Source information =>
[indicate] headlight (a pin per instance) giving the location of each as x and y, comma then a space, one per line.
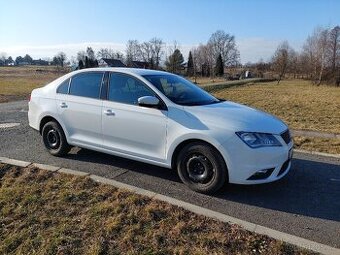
256, 140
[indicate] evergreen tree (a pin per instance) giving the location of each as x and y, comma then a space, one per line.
190, 67
87, 62
175, 61
219, 68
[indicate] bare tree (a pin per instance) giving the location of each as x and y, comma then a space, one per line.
280, 60
224, 44
109, 53
81, 56
146, 51
60, 59
132, 52
90, 53
315, 48
334, 48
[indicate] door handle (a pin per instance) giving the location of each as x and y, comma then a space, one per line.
109, 112
63, 105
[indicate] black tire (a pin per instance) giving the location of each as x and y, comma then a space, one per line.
54, 139
202, 168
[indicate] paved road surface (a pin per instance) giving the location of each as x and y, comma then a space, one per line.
305, 203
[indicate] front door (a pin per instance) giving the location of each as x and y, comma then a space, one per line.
80, 109
129, 128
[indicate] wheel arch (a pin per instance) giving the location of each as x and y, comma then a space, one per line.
50, 117
181, 145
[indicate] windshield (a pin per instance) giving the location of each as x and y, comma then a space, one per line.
180, 91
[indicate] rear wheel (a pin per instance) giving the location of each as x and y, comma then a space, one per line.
54, 139
202, 168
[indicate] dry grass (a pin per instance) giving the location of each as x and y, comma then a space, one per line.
207, 80
18, 82
317, 144
300, 104
50, 213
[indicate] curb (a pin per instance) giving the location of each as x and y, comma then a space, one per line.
288, 238
318, 153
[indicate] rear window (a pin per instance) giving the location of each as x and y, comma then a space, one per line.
86, 84
63, 88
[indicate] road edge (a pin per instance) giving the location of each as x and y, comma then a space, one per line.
323, 154
288, 238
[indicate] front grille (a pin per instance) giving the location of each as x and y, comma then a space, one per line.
261, 175
286, 136
284, 167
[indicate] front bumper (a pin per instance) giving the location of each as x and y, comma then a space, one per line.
246, 165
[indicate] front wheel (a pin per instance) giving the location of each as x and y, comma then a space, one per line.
54, 139
202, 168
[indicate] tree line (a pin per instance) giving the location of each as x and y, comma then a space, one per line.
207, 59
318, 61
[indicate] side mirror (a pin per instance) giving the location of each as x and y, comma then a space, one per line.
148, 101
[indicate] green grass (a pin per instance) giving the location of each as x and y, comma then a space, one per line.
51, 213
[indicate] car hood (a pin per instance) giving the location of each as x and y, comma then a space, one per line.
236, 117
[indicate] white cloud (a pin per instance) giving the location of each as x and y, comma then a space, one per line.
71, 49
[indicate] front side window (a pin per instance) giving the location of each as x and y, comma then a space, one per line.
63, 88
86, 84
180, 91
126, 89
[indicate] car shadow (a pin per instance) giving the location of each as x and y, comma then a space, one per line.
311, 188
86, 155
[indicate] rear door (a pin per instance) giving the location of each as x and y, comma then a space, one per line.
129, 128
80, 109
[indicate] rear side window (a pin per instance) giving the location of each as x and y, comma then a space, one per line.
63, 88
86, 84
126, 89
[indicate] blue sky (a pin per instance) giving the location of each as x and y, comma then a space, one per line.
42, 28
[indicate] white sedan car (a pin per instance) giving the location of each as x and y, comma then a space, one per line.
162, 119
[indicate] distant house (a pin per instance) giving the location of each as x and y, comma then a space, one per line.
140, 64
110, 62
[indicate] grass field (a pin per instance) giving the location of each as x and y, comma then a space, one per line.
51, 213
18, 82
297, 102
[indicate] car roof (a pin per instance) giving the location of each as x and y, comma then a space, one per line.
136, 71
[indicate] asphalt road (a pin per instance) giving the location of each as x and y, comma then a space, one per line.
305, 203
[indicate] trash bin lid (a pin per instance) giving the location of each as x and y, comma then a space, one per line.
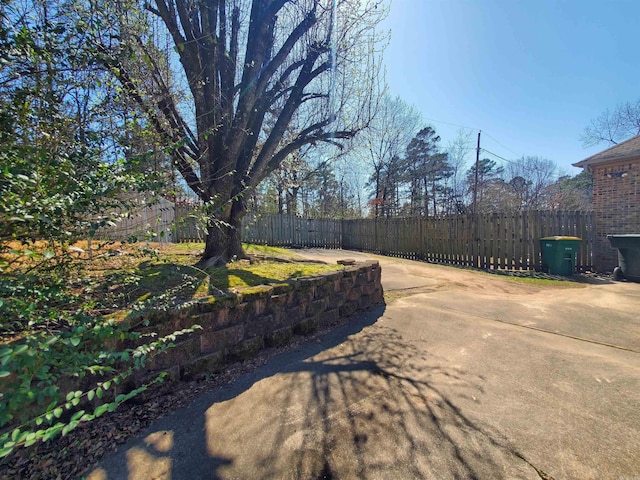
560, 237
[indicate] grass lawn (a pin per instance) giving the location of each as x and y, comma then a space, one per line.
119, 276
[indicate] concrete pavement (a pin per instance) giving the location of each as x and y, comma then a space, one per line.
461, 375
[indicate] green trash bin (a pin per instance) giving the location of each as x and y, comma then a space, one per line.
559, 254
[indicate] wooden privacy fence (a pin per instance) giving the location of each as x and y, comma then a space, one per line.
493, 241
292, 231
152, 220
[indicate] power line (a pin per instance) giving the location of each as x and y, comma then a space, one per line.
476, 129
451, 124
502, 145
497, 156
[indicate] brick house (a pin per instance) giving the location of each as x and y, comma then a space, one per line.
616, 196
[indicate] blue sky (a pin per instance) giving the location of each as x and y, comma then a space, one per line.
529, 74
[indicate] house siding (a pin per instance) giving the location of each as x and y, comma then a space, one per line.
616, 203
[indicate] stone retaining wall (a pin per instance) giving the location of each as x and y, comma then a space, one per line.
236, 327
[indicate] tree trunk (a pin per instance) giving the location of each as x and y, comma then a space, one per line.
224, 238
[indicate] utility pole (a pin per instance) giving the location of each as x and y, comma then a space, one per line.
475, 182
477, 260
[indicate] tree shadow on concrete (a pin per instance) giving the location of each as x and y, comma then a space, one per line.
362, 403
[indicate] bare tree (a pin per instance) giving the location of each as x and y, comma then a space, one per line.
264, 78
383, 143
458, 150
530, 178
612, 127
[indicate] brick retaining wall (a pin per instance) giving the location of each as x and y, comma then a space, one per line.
236, 327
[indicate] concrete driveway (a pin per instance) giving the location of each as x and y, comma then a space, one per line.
462, 375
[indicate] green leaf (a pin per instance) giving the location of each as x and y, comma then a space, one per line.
77, 415
5, 451
101, 410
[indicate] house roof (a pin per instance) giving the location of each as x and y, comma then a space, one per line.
628, 149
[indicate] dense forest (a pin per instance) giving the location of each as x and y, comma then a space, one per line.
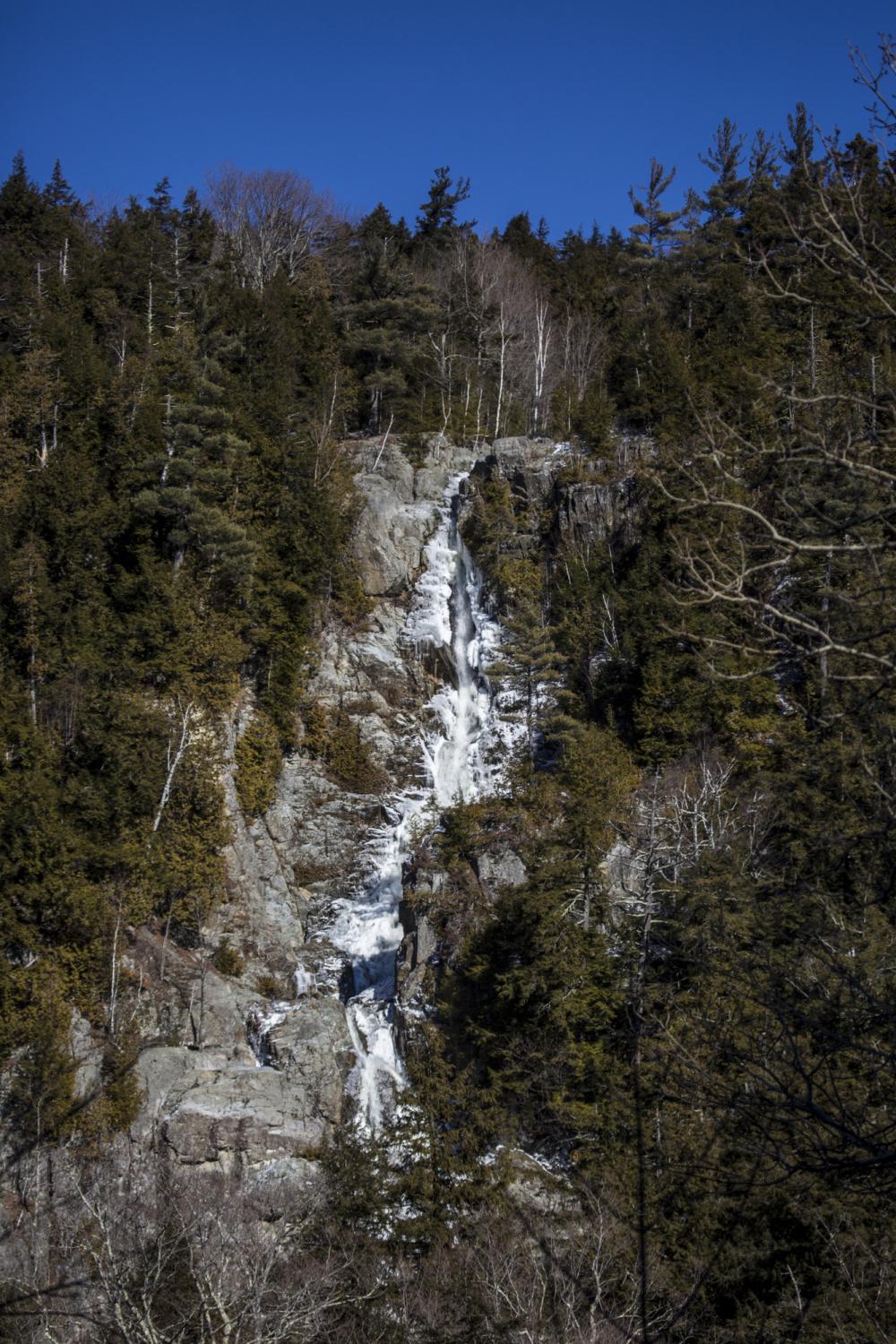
702, 1073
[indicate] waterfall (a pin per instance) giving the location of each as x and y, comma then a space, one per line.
460, 760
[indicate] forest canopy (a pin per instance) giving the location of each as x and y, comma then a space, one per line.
182, 386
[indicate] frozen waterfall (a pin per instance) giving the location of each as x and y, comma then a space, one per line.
460, 760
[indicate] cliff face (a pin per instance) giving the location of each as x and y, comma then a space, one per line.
252, 1062
250, 1069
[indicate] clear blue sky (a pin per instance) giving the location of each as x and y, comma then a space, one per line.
554, 108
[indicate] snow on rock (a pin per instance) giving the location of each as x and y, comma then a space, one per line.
462, 750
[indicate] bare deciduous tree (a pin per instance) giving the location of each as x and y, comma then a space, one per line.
273, 220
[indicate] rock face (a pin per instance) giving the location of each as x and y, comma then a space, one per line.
249, 1069
246, 1048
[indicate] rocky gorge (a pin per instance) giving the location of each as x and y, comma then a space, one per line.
238, 1080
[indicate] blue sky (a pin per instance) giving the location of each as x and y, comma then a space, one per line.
554, 108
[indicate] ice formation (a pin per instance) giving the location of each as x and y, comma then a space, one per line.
461, 758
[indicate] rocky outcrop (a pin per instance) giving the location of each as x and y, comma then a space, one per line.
249, 1067
244, 1069
597, 513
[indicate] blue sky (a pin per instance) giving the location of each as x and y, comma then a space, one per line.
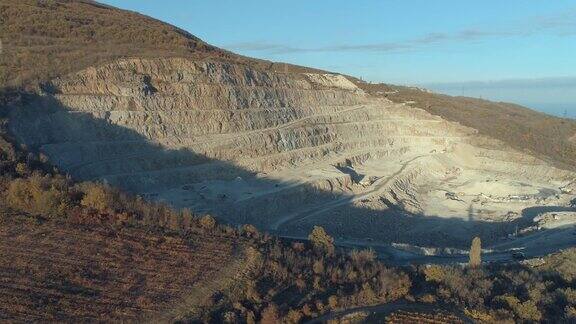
514, 50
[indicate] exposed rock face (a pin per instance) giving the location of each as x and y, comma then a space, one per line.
283, 151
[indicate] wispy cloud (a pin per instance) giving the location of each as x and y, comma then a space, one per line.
563, 24
534, 83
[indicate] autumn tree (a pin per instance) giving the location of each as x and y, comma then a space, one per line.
476, 252
270, 315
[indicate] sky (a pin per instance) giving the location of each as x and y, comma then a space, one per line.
522, 51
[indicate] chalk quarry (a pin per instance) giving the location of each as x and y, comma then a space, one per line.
287, 151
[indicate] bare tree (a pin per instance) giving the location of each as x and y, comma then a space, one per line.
476, 252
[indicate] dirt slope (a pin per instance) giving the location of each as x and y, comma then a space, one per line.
524, 129
64, 272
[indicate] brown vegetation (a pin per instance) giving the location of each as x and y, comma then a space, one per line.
54, 271
476, 252
43, 39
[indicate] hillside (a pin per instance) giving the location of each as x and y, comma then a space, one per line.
42, 39
77, 271
542, 135
146, 175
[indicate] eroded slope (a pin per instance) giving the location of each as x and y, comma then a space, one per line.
285, 151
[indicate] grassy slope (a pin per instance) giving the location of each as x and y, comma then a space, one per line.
542, 135
48, 38
44, 39
107, 270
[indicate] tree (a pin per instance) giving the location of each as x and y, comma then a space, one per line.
270, 315
321, 241
476, 252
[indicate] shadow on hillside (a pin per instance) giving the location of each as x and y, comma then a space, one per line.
91, 148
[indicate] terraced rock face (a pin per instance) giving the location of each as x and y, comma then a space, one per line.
285, 151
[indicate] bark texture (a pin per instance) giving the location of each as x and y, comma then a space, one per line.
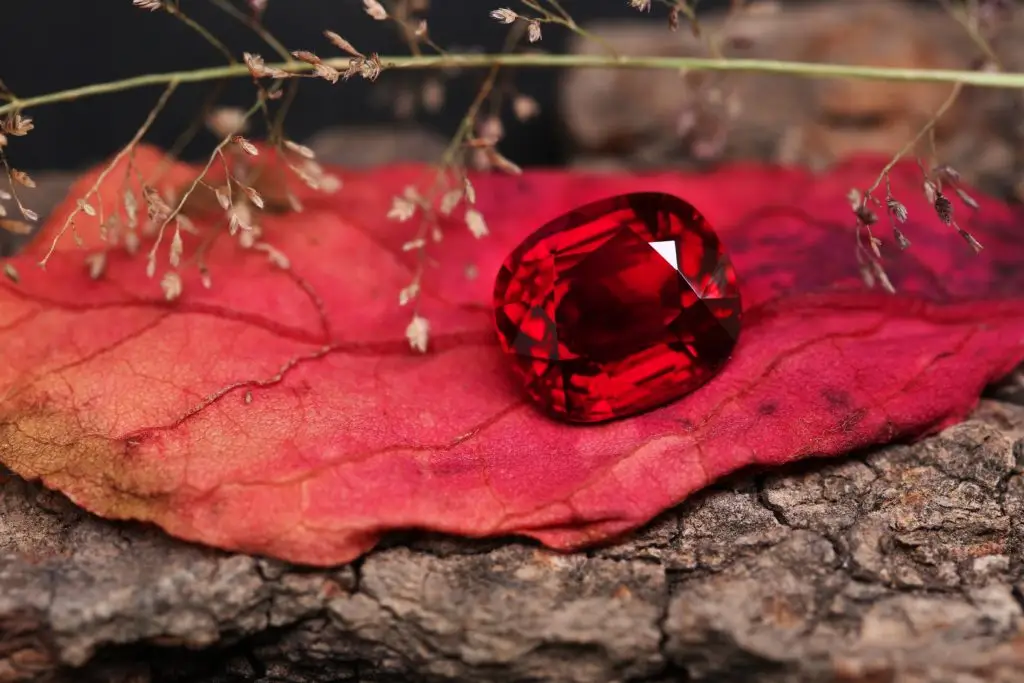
900, 564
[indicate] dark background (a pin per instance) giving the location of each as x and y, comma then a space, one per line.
57, 44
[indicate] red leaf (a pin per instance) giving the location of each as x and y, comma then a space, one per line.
137, 409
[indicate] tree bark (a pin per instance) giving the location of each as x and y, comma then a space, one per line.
899, 564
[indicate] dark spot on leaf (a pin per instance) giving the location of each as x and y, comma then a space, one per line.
838, 398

Your task =>
Reproduce, word for word, every line starting at the line that contains "[indicate] dark background" and ending with the final line of the entries.

Solved problem =>
[indicate] dark background (a pin per instance) giving the location of each as x and y, comma then a space, one per line.
57, 44
[indicate] red leaf (a pin per instance) giving the location of each as x and y, comma then a space, one per line.
137, 409
[indicate] tree bark (a pin per instance) giving the location of each as x and y, comma then a space, one per line.
899, 564
[indicate] dark spot on leaf (a pin per instance) giving the location of each as x and y, comma then a space, one per line.
838, 398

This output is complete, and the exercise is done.